Problem to solve: Print verbatim the lines of the listing below, from the line containing "I would be grateful for your help with the printed" up to and including the line containing "point(576, 771)".

(Data file excerpt)
● ● ● ● ●
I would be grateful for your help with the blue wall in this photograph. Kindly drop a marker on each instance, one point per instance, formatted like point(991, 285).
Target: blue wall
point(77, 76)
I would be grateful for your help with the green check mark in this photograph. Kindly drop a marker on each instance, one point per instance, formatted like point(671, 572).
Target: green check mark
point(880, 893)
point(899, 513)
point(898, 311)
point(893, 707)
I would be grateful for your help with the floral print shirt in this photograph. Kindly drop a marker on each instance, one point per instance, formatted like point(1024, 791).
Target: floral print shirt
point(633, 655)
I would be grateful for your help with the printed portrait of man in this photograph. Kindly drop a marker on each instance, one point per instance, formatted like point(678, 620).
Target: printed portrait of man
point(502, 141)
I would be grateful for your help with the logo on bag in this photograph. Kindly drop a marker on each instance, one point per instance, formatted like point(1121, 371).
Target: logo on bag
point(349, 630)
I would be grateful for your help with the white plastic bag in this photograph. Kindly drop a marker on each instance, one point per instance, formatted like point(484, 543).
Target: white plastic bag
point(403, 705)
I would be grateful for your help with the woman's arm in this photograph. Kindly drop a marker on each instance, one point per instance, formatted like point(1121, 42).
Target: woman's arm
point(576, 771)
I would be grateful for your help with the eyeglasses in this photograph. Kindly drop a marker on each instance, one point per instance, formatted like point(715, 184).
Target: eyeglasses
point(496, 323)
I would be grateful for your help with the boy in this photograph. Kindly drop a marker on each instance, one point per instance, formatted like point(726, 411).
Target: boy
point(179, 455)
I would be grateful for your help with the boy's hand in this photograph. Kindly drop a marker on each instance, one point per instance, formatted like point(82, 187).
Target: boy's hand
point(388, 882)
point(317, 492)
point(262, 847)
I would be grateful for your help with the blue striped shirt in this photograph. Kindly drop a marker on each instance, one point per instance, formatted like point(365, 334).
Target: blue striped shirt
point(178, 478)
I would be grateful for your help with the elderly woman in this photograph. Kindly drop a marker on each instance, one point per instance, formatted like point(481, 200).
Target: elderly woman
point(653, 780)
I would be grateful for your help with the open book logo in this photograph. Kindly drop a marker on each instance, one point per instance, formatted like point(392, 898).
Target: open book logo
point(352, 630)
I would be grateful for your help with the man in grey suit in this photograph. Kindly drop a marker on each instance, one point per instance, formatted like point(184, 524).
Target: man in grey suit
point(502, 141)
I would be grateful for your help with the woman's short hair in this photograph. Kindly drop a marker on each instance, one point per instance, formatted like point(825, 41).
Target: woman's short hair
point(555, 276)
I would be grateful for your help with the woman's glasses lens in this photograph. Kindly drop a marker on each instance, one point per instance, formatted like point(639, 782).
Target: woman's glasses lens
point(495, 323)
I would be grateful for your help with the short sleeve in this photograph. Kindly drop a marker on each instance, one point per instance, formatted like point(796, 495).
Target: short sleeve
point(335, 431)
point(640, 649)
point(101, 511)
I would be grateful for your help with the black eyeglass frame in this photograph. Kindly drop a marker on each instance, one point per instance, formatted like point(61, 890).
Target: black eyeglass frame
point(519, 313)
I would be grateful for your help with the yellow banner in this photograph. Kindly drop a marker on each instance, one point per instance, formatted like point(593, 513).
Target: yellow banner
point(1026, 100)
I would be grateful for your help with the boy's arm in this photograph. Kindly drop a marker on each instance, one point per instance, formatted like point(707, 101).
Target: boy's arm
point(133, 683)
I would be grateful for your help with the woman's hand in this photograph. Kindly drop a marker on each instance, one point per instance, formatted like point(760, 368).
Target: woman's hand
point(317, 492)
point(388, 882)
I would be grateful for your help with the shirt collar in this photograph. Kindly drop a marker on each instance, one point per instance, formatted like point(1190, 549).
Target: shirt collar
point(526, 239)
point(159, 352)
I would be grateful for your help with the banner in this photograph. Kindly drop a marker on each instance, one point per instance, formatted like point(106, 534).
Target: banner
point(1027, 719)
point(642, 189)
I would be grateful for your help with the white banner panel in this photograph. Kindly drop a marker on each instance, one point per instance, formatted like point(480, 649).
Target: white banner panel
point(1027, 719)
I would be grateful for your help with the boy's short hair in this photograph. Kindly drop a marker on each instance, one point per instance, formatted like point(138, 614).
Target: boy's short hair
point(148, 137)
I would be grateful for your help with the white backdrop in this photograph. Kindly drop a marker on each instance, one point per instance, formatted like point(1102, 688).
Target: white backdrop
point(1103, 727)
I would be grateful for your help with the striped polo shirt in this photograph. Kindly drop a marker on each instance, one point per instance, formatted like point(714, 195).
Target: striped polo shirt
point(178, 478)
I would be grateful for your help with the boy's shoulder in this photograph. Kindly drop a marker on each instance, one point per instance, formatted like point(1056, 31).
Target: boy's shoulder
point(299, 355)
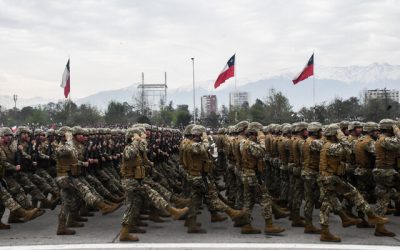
● ● ● ● ●
Final result:
I would be grateful for your help with the printed portrait of man in this photograph. Kindly drop a marker on each instance, one point per instance, formatted like point(678, 620).
Target: printed portrait of man
point(502, 141)
I would be grateful for your help with the logo on bag in this photograph. Kindly drop a marker on each instance, one point per instance, formatted like point(1121, 371).
Target: logo on bag
point(349, 630)
I would be grateful for your help with the white plastic bag in this photograph. Kindly drop a marker on each instance, one point per instance, formatted like point(484, 543).
Target: white plastic bag
point(403, 705)
I would be grateful for your help with the woman's arm in this photograph. Kindly drop a marker on each instance, one point per instance, formatted like point(1121, 42).
Target: woman's arm
point(576, 771)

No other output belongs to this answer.